### Exercise:
Show every line of the listing below that contains the string "wooden", copying each one in full. Matching is case-sensitive.

### Records:
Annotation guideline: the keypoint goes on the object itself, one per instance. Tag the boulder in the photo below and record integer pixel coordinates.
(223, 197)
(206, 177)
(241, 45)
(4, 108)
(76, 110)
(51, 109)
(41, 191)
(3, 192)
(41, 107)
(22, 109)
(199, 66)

--

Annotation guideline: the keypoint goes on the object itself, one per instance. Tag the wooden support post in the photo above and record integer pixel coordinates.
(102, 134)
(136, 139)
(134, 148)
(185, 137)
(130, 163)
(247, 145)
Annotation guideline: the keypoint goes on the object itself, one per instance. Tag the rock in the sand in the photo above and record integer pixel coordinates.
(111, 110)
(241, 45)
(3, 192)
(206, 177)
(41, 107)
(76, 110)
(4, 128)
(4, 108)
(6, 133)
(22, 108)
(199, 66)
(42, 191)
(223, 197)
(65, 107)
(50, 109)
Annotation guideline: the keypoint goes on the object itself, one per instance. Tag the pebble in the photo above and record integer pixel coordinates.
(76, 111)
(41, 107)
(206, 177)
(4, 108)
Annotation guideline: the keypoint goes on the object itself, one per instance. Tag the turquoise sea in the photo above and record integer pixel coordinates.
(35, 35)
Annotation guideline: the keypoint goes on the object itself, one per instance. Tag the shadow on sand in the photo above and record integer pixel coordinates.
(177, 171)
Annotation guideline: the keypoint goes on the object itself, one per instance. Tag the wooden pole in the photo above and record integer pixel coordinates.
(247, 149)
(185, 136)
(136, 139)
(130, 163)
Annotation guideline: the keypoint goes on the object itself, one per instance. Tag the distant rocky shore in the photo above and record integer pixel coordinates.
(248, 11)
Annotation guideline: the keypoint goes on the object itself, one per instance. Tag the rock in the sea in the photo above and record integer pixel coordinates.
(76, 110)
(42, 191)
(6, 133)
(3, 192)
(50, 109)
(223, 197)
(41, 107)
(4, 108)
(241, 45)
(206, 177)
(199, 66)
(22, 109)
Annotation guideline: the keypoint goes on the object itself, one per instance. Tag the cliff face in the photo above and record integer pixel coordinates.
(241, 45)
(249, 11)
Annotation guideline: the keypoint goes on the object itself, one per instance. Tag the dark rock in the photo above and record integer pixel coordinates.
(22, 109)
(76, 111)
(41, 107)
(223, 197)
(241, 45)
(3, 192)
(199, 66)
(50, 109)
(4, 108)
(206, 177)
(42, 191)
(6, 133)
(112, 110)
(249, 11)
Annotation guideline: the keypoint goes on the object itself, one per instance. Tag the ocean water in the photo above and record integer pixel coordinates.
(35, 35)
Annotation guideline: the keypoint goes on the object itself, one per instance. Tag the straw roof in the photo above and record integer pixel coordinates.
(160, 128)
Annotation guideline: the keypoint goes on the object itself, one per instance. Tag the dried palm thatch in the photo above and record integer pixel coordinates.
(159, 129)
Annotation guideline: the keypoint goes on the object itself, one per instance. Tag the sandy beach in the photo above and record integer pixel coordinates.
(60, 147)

### Written solution:
Annotation guideline: the keypoint goes on the object itself, one per instance. Tag the wooden support post in the photo above and record integer pixel coordinates.
Annotation guideline: the keypoint goes on the object itself, one per instance. Tag the wooden pole in the photo above and record integer pixel coordinates.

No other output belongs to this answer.